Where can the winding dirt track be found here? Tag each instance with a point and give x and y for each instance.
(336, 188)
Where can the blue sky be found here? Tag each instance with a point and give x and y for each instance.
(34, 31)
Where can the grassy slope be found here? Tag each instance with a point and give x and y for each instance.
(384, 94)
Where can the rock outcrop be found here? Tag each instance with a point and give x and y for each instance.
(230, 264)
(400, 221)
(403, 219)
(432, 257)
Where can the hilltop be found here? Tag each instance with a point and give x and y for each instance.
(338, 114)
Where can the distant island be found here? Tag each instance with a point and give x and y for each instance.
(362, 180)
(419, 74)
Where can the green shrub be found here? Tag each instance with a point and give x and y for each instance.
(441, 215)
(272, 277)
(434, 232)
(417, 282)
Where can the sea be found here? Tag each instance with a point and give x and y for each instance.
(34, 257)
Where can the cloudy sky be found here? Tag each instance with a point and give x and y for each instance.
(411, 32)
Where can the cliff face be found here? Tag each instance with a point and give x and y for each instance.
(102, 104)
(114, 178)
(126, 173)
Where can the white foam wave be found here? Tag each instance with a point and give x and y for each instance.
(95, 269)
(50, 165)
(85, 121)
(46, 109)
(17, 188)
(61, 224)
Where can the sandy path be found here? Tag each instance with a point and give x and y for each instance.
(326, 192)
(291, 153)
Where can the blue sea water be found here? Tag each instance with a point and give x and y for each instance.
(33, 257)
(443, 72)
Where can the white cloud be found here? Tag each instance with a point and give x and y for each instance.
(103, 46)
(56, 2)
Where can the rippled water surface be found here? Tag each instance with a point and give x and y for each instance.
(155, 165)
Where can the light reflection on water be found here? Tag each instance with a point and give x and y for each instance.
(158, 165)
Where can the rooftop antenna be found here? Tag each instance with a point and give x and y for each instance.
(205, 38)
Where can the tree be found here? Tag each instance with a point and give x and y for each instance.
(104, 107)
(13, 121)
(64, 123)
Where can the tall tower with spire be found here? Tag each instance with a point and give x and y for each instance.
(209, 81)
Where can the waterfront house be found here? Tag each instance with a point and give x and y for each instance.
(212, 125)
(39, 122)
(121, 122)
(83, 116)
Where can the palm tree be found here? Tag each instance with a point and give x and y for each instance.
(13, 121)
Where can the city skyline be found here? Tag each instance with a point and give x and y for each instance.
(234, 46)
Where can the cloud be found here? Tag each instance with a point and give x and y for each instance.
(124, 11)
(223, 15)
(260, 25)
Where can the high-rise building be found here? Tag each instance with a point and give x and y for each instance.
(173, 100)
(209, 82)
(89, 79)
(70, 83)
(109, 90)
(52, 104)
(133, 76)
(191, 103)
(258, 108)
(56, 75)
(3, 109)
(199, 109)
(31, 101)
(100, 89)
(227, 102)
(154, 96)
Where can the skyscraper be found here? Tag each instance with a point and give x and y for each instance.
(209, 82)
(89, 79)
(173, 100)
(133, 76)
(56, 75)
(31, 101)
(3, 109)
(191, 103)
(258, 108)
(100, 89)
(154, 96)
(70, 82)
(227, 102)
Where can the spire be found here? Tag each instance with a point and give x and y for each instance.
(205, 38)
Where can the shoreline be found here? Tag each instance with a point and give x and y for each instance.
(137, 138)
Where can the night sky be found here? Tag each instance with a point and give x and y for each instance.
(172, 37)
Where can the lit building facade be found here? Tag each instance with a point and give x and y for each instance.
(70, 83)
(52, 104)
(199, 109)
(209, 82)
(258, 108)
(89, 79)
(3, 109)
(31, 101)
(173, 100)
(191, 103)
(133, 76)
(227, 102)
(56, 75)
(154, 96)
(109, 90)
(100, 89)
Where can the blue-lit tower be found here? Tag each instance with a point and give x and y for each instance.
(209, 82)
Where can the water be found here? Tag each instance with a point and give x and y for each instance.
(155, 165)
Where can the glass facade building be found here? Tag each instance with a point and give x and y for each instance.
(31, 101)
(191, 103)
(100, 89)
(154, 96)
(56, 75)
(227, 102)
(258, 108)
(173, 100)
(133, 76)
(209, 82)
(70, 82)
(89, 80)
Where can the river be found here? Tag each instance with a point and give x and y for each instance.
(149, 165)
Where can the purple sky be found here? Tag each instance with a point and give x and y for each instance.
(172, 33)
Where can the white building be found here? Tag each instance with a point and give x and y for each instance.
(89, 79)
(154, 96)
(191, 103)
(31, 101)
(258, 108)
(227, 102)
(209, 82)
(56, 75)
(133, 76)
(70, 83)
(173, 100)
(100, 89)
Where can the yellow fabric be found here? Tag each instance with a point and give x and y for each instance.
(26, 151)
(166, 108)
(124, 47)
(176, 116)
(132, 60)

* _TASK ITEM_
Send back each record exactly as it stands.

* _REPLY TO THE EXERCISE_
Where can the winding dirt track be found here? Tag each instance with a point and give x and y for each instance.
(336, 188)
Where can the blue sky be found here? Tag each instance with a point and give x and y for each instance.
(34, 31)
Where can the grassy slope be found here? Tag each instance with a point and give x and y for each instance.
(384, 94)
Where can the rock outcrop be found here? Tag each instance with a point and give x and y for each instance.
(230, 264)
(400, 221)
(403, 219)
(432, 257)
Where can the hilltop be found here? Tag each instance with a point and give x and y for each instance.
(338, 114)
Where can the distant island be found here? Tag each instance with a point and give x and y for each instance.
(362, 180)
(419, 74)
Where can the green shrub be found here? Tag each instance with a point and give x and y for each instance.
(441, 215)
(272, 277)
(434, 232)
(417, 282)
Where can the sea be found here? Tag each instance with a point and give x and y for each instance.
(34, 257)
Where can the cloudy sky be found here? Tag each instance with a point and give x and y for each instance.
(411, 32)
Where can the cliff face be found here? Tag each instance with a point and give x and y for each instance.
(102, 104)
(114, 178)
(126, 173)
Where can the white foam wave be found here? Tag each instance with a point and give x and y for each instance.
(95, 269)
(50, 165)
(85, 121)
(46, 109)
(17, 188)
(61, 224)
Where can the sandy path be found here? Tag each instance with a point and give x and y for each instance.
(326, 192)
(291, 153)
Where can the blue sea water be found here? Tag each instance with a point and give x and y for each instance.
(33, 257)
(443, 72)
Where can the white cloud be found here? Tag each instance with a point and give x and y for each instance.
(103, 46)
(56, 2)
Where can the rippled water surface be found here? Tag each instance with a point and give x and y for each instance.
(155, 165)
Where can the light reflection on water be found here? Tag each instance with a point and give x and y for each instance.
(158, 165)
Where can the rooftop antenna be found here? Tag each instance with a point and give x and y for each instance.
(205, 38)
Where can the tree be found here? Tag each instance with a point and give x and y for each instance.
(104, 107)
(13, 121)
(64, 123)
Where can the tall tower with spire be found here? Tag each instance with a point and give x and y for each instance.
(209, 81)
Where can the waterfront house be found here? Tag each instance with a point and give x and y for each instance.
(212, 125)
(39, 122)
(121, 122)
(83, 116)
Where can the palm tree be found here? Tag each instance with a point and give x and y for each instance.
(13, 121)
Where can the city skyline be found here? Tag each instance with a point and give x and y for each instance.
(234, 46)
Where can the cloud be found here? Tag each instance with a point and give x and y for each instance.
(124, 11)
(223, 15)
(260, 25)
Where can the high-rise building be found here? Tag each instance with a point and give x and y for each instance.
(173, 100)
(209, 82)
(89, 79)
(70, 83)
(109, 90)
(52, 104)
(133, 76)
(191, 103)
(258, 108)
(56, 75)
(3, 109)
(199, 109)
(31, 101)
(100, 89)
(227, 102)
(154, 96)
Where can the skyscraper be found here? Tag each instance with a point and give x and y for each instance.
(209, 82)
(89, 79)
(173, 100)
(133, 76)
(56, 75)
(31, 101)
(3, 109)
(191, 103)
(258, 108)
(100, 89)
(154, 96)
(70, 82)
(227, 102)
Where can the spire be found here? Tag each instance with a point and give x and y for each instance.
(205, 38)
Where can the shoreline be found here? Tag each instance with a point and give x and y for each instance.
(137, 138)
Where can the night sky be found here? Tag each instance with a point and give x and y for each instance.
(172, 37)
Where can the lit building facade be found here? Tag each instance with a point and give x and y for each instance.
(70, 83)
(52, 104)
(199, 109)
(209, 82)
(258, 108)
(89, 79)
(3, 109)
(31, 101)
(173, 100)
(191, 103)
(133, 76)
(227, 102)
(56, 75)
(154, 96)
(109, 90)
(100, 89)
Where can the blue-lit tower be found here? Tag each instance with a point and give x and y for each instance.
(209, 82)
Where can the water be found here? Tag each instance with a point and give x and y for each instance.
(155, 165)
Where can the glass facade building be found here? Tag each instance with a point and give x and y for each instance.
(31, 101)
(191, 103)
(100, 89)
(154, 96)
(56, 75)
(227, 102)
(258, 108)
(173, 100)
(133, 76)
(209, 82)
(70, 82)
(89, 80)
Where can the river be found here? Tag each instance with a point and give x and y for each instance.
(149, 165)
Where can the purple sky be found here? Tag each instance with a point and give x and y for each instance.
(172, 33)
Where can the white building be found here? Tag each instance with a point and give x and y for each instance.
(89, 79)
(154, 96)
(191, 103)
(31, 101)
(258, 108)
(227, 102)
(209, 82)
(56, 75)
(133, 76)
(70, 83)
(173, 100)
(100, 89)
Where can the yellow fabric be found here? Tag each instance with a point and give x and y for each instance.
(26, 151)
(166, 108)
(124, 47)
(176, 116)
(132, 60)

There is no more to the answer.